** EXERCISE **
Restate word for word the lines of the records below, starting at the line that contains "Return one point per instance of the thin" and ending at the line that contains "Return one point per instance of the mountain peak, each", with both of those lines included and nothing else.

*** Opening PROVIDED INFORMATION ***

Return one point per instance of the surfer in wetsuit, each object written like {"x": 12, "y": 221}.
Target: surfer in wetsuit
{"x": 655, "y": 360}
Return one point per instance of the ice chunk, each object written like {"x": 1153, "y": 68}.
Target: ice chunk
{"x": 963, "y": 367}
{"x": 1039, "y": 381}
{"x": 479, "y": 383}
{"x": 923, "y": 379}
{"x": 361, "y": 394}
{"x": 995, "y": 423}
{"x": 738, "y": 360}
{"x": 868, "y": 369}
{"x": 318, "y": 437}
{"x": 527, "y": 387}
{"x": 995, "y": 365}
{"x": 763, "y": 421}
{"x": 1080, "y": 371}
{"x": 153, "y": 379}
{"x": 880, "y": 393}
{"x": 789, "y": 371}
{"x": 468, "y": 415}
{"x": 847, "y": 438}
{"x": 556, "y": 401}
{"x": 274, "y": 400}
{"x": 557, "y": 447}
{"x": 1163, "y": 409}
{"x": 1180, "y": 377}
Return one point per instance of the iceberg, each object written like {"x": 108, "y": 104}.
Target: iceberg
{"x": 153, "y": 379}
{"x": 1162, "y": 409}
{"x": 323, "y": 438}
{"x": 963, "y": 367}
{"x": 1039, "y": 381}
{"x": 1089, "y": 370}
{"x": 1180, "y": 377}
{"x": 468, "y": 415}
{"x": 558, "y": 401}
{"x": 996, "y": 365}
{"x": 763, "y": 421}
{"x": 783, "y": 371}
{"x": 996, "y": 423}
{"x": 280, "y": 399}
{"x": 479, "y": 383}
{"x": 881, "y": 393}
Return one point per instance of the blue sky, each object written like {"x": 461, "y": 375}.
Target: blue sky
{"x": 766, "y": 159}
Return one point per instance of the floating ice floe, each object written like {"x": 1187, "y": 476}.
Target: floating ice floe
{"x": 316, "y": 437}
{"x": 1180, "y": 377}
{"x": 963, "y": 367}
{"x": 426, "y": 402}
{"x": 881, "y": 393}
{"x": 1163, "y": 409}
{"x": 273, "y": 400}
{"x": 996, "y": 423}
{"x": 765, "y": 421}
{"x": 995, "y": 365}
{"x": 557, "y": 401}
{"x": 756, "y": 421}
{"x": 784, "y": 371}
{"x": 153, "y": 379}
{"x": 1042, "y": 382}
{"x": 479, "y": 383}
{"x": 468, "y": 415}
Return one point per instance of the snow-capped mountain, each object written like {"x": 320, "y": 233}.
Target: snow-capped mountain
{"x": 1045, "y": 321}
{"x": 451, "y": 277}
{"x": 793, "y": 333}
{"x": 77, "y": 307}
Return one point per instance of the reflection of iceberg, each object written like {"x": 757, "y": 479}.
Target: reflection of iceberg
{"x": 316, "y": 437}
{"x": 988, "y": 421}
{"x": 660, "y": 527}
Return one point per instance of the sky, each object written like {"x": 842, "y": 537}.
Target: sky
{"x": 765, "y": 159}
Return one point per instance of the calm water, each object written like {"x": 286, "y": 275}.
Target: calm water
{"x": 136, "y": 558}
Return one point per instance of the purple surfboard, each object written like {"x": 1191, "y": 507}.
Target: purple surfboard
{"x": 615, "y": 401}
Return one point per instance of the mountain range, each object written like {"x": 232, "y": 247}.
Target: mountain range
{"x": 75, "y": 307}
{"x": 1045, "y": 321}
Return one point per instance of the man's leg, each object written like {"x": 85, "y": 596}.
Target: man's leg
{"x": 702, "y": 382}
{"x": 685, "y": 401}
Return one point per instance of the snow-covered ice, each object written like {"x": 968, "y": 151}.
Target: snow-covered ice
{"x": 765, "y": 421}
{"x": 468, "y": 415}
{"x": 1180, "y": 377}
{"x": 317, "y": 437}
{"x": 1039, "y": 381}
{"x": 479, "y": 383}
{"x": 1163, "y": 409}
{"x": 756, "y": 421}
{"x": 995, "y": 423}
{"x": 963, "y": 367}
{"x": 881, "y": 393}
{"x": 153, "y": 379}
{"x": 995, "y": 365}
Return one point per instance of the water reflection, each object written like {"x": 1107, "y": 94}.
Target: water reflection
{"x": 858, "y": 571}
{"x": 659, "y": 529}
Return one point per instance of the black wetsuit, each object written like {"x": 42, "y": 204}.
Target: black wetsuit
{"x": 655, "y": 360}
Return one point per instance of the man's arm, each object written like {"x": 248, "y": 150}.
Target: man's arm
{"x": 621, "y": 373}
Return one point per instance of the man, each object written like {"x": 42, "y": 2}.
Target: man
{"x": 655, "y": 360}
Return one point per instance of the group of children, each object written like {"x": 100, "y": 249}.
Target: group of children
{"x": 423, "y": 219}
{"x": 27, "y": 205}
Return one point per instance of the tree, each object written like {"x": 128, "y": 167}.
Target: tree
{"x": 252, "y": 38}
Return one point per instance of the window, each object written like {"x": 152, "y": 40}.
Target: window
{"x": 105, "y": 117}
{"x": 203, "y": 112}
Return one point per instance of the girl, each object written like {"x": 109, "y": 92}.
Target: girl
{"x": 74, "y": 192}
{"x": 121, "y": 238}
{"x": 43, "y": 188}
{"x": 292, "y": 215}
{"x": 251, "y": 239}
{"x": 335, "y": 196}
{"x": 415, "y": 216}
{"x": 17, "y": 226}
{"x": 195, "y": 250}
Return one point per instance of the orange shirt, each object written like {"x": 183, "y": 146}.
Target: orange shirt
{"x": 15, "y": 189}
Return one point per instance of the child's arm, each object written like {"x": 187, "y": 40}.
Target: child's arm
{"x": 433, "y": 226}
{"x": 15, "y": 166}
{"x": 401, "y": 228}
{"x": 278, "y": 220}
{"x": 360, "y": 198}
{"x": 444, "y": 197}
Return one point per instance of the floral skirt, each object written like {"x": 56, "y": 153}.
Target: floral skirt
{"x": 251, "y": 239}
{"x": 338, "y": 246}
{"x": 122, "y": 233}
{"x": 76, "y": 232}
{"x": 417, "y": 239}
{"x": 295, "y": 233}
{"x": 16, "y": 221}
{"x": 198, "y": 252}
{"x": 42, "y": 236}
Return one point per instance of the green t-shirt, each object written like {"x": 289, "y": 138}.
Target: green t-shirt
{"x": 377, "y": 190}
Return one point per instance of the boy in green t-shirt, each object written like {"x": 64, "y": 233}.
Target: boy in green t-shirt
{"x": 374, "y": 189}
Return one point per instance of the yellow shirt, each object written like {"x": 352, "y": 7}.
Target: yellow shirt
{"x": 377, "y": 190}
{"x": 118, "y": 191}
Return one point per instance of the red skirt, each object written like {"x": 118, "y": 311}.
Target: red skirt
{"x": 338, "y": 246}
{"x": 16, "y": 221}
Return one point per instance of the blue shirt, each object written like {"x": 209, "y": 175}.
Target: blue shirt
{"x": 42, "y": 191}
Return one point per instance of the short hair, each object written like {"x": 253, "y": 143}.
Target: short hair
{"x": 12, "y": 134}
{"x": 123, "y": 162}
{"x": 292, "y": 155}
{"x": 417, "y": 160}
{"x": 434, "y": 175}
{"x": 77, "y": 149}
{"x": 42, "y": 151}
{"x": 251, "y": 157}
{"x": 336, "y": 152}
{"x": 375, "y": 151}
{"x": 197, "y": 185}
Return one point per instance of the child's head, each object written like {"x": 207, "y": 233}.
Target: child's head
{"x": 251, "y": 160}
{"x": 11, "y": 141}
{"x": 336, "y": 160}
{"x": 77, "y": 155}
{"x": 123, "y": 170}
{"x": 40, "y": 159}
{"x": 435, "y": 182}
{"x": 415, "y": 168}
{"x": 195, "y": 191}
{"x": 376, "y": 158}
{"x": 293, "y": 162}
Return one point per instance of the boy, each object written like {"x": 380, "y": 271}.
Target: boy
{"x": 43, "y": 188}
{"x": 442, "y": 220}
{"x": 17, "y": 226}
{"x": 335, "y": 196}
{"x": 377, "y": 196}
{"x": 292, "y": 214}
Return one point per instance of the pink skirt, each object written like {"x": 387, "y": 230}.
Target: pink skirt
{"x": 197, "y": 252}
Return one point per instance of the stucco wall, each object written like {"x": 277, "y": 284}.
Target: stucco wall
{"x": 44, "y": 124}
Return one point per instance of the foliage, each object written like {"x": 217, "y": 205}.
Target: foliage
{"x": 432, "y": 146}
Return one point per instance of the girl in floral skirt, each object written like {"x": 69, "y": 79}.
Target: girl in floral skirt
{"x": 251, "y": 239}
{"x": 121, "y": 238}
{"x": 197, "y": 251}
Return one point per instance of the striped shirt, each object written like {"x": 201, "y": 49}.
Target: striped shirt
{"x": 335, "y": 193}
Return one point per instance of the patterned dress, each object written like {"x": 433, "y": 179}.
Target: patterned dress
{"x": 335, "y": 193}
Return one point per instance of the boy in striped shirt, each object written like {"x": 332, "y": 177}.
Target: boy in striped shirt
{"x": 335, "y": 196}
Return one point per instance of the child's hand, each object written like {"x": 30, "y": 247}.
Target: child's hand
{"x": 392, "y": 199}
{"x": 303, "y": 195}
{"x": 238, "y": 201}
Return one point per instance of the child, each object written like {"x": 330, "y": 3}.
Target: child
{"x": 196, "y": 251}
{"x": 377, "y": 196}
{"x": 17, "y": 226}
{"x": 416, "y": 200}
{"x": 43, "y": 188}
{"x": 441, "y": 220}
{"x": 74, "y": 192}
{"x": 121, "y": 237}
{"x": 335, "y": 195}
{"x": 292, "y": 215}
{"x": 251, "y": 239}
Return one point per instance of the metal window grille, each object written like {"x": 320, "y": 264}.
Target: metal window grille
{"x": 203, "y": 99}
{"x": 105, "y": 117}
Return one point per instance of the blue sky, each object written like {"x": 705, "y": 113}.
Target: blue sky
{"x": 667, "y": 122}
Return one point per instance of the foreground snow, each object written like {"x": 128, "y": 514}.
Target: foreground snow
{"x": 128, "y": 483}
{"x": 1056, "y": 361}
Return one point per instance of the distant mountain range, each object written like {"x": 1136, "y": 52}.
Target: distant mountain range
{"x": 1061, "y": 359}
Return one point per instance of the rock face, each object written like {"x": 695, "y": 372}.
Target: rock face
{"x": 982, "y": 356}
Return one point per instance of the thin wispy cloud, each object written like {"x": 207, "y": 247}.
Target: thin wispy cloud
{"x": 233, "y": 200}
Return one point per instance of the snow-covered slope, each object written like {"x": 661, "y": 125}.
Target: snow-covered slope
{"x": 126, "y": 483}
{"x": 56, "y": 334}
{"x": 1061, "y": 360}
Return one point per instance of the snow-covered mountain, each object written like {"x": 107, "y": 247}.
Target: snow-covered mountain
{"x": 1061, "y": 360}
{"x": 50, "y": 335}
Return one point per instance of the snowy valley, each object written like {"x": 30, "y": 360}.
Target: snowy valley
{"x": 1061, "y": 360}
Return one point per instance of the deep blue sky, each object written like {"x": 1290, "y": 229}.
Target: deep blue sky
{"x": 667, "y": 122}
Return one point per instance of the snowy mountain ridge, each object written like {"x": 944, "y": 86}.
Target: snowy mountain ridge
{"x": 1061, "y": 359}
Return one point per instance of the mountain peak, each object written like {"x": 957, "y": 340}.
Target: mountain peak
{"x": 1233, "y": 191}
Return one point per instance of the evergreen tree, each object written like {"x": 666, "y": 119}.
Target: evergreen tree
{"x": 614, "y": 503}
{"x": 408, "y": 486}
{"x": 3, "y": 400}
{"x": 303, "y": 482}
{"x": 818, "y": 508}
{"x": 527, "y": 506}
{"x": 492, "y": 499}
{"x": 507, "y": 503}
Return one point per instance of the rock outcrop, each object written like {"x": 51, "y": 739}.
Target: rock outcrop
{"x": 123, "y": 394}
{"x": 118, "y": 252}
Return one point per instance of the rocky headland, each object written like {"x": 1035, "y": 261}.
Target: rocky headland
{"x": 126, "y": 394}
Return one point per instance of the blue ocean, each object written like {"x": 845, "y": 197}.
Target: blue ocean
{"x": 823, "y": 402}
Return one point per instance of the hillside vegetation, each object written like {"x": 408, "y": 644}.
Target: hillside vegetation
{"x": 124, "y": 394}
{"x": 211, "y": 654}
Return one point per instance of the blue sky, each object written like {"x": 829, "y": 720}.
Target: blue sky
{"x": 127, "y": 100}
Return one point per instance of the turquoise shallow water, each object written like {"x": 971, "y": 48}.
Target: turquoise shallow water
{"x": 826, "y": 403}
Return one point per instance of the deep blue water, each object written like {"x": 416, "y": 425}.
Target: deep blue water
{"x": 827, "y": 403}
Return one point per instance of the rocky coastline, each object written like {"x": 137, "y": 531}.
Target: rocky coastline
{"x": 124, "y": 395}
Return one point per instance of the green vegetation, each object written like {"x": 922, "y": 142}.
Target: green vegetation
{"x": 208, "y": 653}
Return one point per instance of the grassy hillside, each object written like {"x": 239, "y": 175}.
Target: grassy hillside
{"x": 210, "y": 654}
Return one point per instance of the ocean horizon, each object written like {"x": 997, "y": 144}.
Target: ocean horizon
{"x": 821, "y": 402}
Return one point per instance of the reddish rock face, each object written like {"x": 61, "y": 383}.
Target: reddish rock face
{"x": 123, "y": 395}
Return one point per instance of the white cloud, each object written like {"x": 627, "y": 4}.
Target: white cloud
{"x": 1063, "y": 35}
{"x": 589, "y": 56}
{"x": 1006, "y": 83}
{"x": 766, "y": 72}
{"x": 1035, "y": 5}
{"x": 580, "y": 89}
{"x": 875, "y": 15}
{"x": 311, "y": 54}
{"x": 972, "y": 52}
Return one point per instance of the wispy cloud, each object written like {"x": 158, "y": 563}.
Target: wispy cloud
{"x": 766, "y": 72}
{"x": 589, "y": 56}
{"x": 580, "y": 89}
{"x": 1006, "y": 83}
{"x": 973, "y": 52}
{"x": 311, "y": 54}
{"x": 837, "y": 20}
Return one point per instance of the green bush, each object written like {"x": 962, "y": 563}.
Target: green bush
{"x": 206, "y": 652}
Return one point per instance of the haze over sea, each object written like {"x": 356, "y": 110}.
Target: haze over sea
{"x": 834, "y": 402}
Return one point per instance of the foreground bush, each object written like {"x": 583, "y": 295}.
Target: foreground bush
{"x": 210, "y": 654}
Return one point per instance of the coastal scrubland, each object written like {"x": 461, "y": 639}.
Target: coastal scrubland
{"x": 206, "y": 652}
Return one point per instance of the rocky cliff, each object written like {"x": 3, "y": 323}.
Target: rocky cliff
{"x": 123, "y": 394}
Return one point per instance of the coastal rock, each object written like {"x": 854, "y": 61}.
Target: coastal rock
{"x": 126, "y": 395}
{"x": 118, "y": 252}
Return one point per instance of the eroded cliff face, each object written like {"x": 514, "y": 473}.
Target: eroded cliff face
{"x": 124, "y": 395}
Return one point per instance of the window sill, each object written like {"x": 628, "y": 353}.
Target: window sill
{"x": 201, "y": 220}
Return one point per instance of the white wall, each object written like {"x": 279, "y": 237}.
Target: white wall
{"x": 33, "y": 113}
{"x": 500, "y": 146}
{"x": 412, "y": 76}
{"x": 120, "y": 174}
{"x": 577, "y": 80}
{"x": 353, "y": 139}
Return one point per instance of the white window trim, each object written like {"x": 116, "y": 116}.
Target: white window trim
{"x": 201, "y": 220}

*** Closing PROVIDED INFORMATION ***

** RESULT OF THE TASK **
Return one point per instance of the thin wispy cloud, each object written like {"x": 207, "y": 247}.
Target: thin wispy cloud
{"x": 233, "y": 200}
Return one point per instance of the snow-covered slope, each object written like {"x": 661, "y": 125}.
Target: snow-covered slope
{"x": 126, "y": 483}
{"x": 56, "y": 334}
{"x": 1061, "y": 360}
Return one point per instance of the snow-covered mountain, each object written like {"x": 107, "y": 247}.
Target: snow-covered mountain
{"x": 1061, "y": 360}
{"x": 50, "y": 335}
Return one point per instance of the snowy valley, each object written like {"x": 30, "y": 360}.
Target: snowy valley
{"x": 1061, "y": 360}
Return one point per instance of the deep blue sky, each object written like {"x": 1290, "y": 229}.
Target: deep blue sky
{"x": 667, "y": 122}
Return one point per instance of the snowy mountain ridge, each object written like {"x": 944, "y": 86}.
Target: snowy mountain ridge
{"x": 1061, "y": 359}
Return one point per instance of the mountain peak, each object written like {"x": 957, "y": 340}.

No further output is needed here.